▶ Written exercise:
Lay out each non-blank line of the data below as a Markdown table with the columns Row and Line, numbering the rows in order. Omit the pictures from the table.

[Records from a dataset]
————

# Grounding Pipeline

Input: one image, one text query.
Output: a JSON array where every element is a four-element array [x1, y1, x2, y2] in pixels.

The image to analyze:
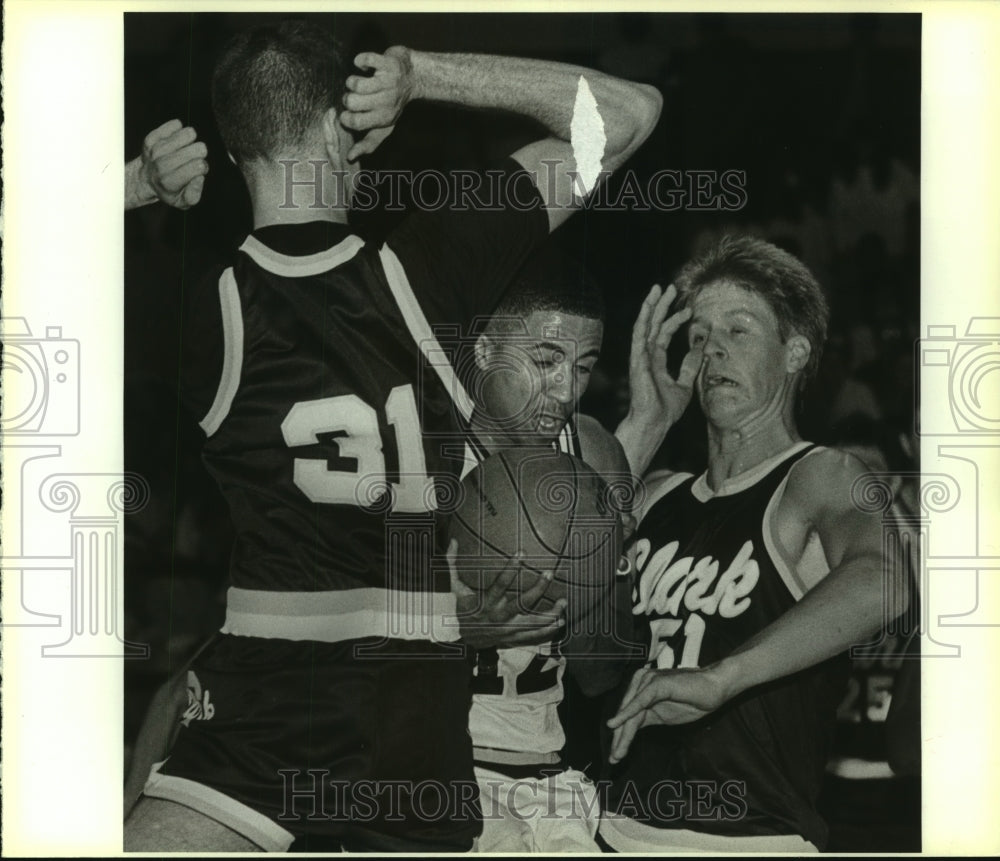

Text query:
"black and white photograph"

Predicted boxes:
[[2, 3, 1000, 855]]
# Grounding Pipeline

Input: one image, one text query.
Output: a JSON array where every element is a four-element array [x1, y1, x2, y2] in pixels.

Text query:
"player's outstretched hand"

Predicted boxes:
[[608, 666, 729, 763], [125, 120, 208, 209], [340, 45, 414, 161], [445, 540, 566, 649], [629, 284, 703, 427]]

————

▶ Reply:
| Row | Line |
|---|---|
| 1 | # Grounding Pipeline |
| 2 | Input: one image, one text query. |
| 3 | Output: a JSON array where every element is a four-element array [x1, y1, x2, y2] in pixels. |
| 4 | The image to analyze: |
| 5 | Text query: |
| 6 | "black and white photograph" |
| 7 | Predicted boxes: |
| 8 | [[2, 3, 1000, 855]] |
| 9 | # Grounding Pipeline |
| 10 | Input: one image, one text query. |
| 11 | Output: a JSON array where every element is a four-element array [x1, y1, x2, y2] in pixels. |
| 12 | Text query: |
| 13 | "player's outstretched hand" |
| 14 | Predicted boxes: |
| 15 | [[608, 666, 729, 763], [125, 120, 208, 209], [340, 45, 414, 161], [445, 540, 566, 649], [629, 284, 703, 427]] |